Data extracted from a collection
++++
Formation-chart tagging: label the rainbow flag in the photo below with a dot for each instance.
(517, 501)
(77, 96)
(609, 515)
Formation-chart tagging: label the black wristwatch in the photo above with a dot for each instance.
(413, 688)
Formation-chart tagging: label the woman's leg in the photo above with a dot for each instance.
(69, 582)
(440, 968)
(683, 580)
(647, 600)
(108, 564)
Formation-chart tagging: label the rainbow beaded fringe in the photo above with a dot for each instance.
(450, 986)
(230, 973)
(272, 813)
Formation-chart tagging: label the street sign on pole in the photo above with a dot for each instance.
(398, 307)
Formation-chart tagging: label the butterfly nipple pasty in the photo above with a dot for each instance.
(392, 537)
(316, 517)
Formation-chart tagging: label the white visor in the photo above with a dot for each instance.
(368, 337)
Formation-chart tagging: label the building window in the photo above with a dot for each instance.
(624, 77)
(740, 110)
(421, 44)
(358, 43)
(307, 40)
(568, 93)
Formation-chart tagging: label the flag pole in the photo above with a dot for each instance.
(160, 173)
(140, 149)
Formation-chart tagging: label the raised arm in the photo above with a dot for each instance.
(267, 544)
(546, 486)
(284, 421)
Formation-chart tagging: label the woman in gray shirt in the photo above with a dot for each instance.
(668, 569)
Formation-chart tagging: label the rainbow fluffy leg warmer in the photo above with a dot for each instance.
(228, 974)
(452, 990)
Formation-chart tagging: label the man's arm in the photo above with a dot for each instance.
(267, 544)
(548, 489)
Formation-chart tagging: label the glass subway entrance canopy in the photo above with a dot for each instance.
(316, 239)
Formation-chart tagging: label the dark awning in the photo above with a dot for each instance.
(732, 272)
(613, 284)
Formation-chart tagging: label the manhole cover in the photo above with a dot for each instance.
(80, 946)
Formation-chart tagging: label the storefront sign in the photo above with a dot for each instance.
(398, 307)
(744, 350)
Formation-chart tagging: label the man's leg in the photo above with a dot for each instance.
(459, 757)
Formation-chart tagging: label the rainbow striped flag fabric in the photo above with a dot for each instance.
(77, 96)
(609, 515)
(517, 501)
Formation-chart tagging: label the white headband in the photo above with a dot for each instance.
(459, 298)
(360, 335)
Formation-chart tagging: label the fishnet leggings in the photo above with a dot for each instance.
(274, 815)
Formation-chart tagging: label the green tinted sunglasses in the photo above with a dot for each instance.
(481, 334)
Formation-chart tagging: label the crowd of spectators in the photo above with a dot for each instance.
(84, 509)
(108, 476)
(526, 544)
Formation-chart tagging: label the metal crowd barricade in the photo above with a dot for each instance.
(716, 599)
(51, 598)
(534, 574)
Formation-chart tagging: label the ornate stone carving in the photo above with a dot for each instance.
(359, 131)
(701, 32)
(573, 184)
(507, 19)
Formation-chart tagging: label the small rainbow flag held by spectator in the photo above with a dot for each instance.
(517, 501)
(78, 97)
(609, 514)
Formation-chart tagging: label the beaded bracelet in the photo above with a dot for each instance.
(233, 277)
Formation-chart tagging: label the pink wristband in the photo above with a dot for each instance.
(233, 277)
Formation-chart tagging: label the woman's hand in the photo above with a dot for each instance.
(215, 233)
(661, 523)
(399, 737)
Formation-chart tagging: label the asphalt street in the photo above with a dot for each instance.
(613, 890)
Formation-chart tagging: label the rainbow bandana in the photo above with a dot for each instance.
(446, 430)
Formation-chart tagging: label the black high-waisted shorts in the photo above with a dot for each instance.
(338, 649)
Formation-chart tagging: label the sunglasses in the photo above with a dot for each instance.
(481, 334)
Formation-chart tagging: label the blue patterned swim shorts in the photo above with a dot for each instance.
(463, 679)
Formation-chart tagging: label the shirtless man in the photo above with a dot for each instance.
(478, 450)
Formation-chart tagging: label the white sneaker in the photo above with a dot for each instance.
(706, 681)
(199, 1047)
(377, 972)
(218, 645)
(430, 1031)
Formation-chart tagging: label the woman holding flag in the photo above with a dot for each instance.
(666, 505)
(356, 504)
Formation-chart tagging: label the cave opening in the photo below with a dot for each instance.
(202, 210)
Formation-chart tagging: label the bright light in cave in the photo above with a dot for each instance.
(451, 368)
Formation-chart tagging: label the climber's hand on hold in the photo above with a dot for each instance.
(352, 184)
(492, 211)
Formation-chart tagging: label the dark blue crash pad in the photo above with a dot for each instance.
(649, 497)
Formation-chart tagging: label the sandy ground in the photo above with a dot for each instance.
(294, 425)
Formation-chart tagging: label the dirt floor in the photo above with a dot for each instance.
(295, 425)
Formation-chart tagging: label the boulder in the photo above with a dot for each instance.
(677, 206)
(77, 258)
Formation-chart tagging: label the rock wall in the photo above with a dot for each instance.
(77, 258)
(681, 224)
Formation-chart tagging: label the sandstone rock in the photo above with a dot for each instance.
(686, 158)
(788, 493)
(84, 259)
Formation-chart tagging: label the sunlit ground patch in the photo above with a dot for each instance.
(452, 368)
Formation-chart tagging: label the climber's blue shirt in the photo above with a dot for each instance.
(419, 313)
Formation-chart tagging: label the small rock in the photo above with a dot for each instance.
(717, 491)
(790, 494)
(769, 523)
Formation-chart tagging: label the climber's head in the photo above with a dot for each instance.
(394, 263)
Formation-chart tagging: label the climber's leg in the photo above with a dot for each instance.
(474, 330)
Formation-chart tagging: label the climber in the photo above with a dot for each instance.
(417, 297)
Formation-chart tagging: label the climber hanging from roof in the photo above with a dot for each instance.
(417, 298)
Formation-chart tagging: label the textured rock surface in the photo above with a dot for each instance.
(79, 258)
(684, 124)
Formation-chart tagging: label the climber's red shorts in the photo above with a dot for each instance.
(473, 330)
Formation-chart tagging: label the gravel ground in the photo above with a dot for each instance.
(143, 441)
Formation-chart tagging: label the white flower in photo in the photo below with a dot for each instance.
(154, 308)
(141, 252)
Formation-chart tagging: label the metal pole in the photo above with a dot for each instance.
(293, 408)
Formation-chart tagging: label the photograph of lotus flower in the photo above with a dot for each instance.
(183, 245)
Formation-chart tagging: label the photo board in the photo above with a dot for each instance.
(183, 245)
++++
> _Task to complete_: Copy the records exactly.

> _Output of the exercise_:
Formation-chart tagging: label the rainbow flag in the photo below with a dot for each instance.
(517, 501)
(77, 96)
(609, 515)
Formation-chart tagging: label the black wristwatch in the photo above with a dot for each instance.
(413, 688)
Formation-chart tagging: label the woman's leg in the photo above with a dot for each instance.
(69, 582)
(440, 968)
(683, 580)
(647, 600)
(108, 564)
Formation-chart tagging: label the rainbow beaded fringe in the photo above with a dot for each instance.
(450, 986)
(230, 973)
(272, 813)
Formation-chart tagging: label the street sign on pole in the photo above with a dot for each instance.
(398, 307)
Formation-chart tagging: label the butterfly nipple pasty in the photo above with a dot for each instance.
(392, 537)
(316, 517)
Formation-chart tagging: label the white visor in the photo above with a dot for each instance.
(368, 337)
Formation-chart tagging: label the building window in the photo above with a dot for each instance.
(624, 77)
(740, 110)
(421, 44)
(358, 43)
(307, 40)
(568, 93)
Formation-chart tagging: label the flag pole in the photo above with a dot for each instance.
(160, 173)
(140, 149)
Formation-chart tagging: label the raised arm in the photo above with a dot for each instance.
(267, 544)
(546, 486)
(284, 421)
Formation-chart tagging: label the woman in gray shirt in the photo above with a dot for each instance.
(668, 569)
Formation-chart tagging: label the rainbow fluffy leg warmer in the photo above with a dot for each instance.
(228, 974)
(452, 990)
Formation-chart tagging: label the man's arm in the photo above with a dot for each instance.
(267, 544)
(548, 489)
Formation-chart tagging: label the glass subway entrance canopy in the photo above with a dot for each instance.
(316, 239)
Formation-chart tagging: label the dark awning in the photo above with a dot for each instance.
(732, 272)
(613, 284)
Formation-chart tagging: label the manhole cover in the photo above with a dot for each instance.
(80, 946)
Formation-chart tagging: label the storefront sign in the photo above with a dot for each instance.
(398, 307)
(744, 350)
Formation-chart tagging: label the man's leg in the photo above with a dot for each instance.
(459, 757)
Formation-chart tagging: label the rainbow striped flag fabric in the photo above with a dot for each instance.
(77, 96)
(609, 515)
(517, 501)
Formation-chart tagging: label the white headband in the photo above with a dot for each instance.
(459, 298)
(360, 335)
Formation-chart tagging: label the fishnet leggings in the photo above with a dot for each instance.
(274, 815)
Formation-chart tagging: label the green tinted sunglasses in the photo above with a dot for each instance.
(481, 334)
Formation-chart tagging: label the crowd of spectators in the photo above with a dot for each instance.
(84, 509)
(108, 476)
(526, 544)
Formation-chart tagging: label the metal crowd barricade in the photo above with a dot for each instance.
(716, 599)
(51, 598)
(534, 574)
Formation-chart tagging: label the ornate stone carving in the photo above with a dot for each instance.
(359, 131)
(701, 32)
(573, 184)
(507, 19)
Formation-chart tagging: label the small rainbow flag held by spectator in the photo above with a dot for each instance.
(517, 501)
(78, 97)
(609, 514)
Formation-chart tagging: label the beaded bracelet in the photo above with a dot for each instance.
(233, 277)
Formation-chart tagging: label the pink wristband in the photo above with a dot for each instance.
(233, 277)
Formation-chart tagging: label the woman's hand in the photo above with a dot for each instance.
(215, 233)
(661, 523)
(399, 737)
Formation-chart tagging: label the asphalt street in the photo above with a dot for each instance.
(613, 890)
Formation-chart tagging: label the rainbow bandana in the photo above with a dot for each instance.
(446, 430)
Formation-chart tagging: label the black high-waisted shorts in the photo above with a dot for each instance.
(338, 649)
Formation-chart tagging: label the sunglasses in the photo above with a dot for each instance.
(481, 334)
Formation-chart tagging: label the blue patterned swim shorts in the photo above with a dot for each instance.
(463, 679)
Formation-chart tagging: label the shirtless man in the photo above with a dot for each instance.
(478, 450)
Formation-chart tagging: label the white sneaker in the photo above with a dot for each instance.
(706, 681)
(199, 1047)
(377, 972)
(218, 645)
(430, 1031)
Formation-chart tagging: label the woman holding flag in the photo above with a dot for each instance.
(666, 505)
(356, 504)
Formation-chart tagging: label the cave opening in the photo below with a dot for each instance.
(202, 210)
Formation-chart tagging: label the bright light in cave in the photo above with a dot for each instance.
(451, 368)
Formation-chart tagging: label the climber's hand on hold in the photo above with a dot for each instance.
(352, 184)
(492, 211)
Formation-chart tagging: label the dark blue crash pad in the photo above with a dot for each instance.
(649, 497)
Formation-chart tagging: label the sandy ground in the photo above with a dot for each instance.
(294, 425)
Formation-chart tagging: label the dirt floor in the photo above with a dot for each instance.
(295, 425)
Formation-chart tagging: label the boulder in the photo above with a dot for each instance.
(677, 206)
(77, 258)
Formation-chart tagging: label the rock wall in the photo above with a dot for each instance.
(77, 258)
(681, 224)
Formation-chart tagging: label the sandstone rock in the photo above with a dot for each instance.
(686, 158)
(788, 493)
(84, 259)
Formation-chart tagging: label the sunlit ground patch in the photo above with a dot for each instance.
(452, 368)
Formation-chart tagging: label the climber's blue shirt in the photo above with a dot for each instance.
(419, 313)
Formation-chart tagging: label the small rock in the photo above with a dot for each instance.
(717, 491)
(790, 494)
(769, 523)
Formation-chart tagging: label the climber's head in the photo above with a dot for each instance.
(394, 263)
Formation-chart tagging: label the climber's leg in the photo above with a dot for each instance.
(474, 330)
Formation-chart tagging: label the climber in the photo above with a dot for each instance.
(417, 297)
Formation-chart tagging: label the climber hanging from roof in the photo above with a dot for each instance.
(417, 298)
Formation-chart tagging: label the textured rock surface in the photo above with a dot for each instance.
(79, 258)
(684, 124)
Formation-chart tagging: label the climber's red shorts in the photo above with a dot for each instance.
(473, 330)
Formation-chart tagging: label the gravel ground in the photo above with a dot for each instance.
(143, 441)
Formation-chart tagging: label the white flower in photo in the photo below with a dot for each instance.
(154, 308)
(141, 252)
Formation-chart tagging: label the metal pole in the photo above with a dot for each instance.
(293, 408)
Formation-chart tagging: label the photograph of lotus flower in the photo above with a dot for each instance.
(183, 245)
Formation-chart tagging: label the photo board in the photo above with a dot for each instance.
(183, 245)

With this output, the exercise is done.